**Exercise aim:** Repeat the material below word for word, leaving out the pictures.

**Dataset rows:**
— begin —
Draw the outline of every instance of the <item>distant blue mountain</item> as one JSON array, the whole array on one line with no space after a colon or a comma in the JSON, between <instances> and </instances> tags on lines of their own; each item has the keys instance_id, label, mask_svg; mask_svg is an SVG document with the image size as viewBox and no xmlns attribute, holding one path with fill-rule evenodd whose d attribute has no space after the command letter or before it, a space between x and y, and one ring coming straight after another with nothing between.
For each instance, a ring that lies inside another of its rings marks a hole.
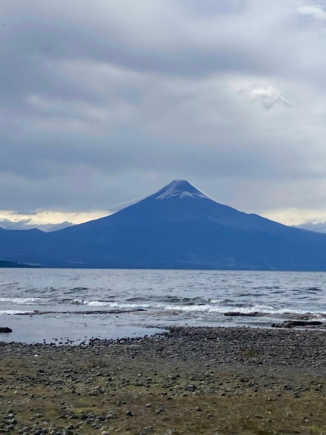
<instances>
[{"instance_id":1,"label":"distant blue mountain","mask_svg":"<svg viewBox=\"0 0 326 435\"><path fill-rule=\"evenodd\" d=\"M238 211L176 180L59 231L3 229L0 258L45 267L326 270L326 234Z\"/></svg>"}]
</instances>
— end —
**Answer for this exercise:**
Draw the outline of every instance of the <item>distant blue mountain</item> as one JSON array, the whole array on one line with no space after a colon or a comma in the JSON, between <instances> and </instances> tags on lines of their own; each item has the keys instance_id, label, mask_svg; mask_svg is an SVG document with the image size as viewBox and no xmlns attribute, holding one path with fill-rule evenodd whose d attribute has no space after the command letter or before it, a space between x and y, and one ring coming straight after another with nothing between.
For each instance, a ring that lies inside another of its rings marks a hole.
<instances>
[{"instance_id":1,"label":"distant blue mountain","mask_svg":"<svg viewBox=\"0 0 326 435\"><path fill-rule=\"evenodd\" d=\"M238 211L176 180L59 231L3 229L0 258L45 267L326 270L326 234Z\"/></svg>"}]
</instances>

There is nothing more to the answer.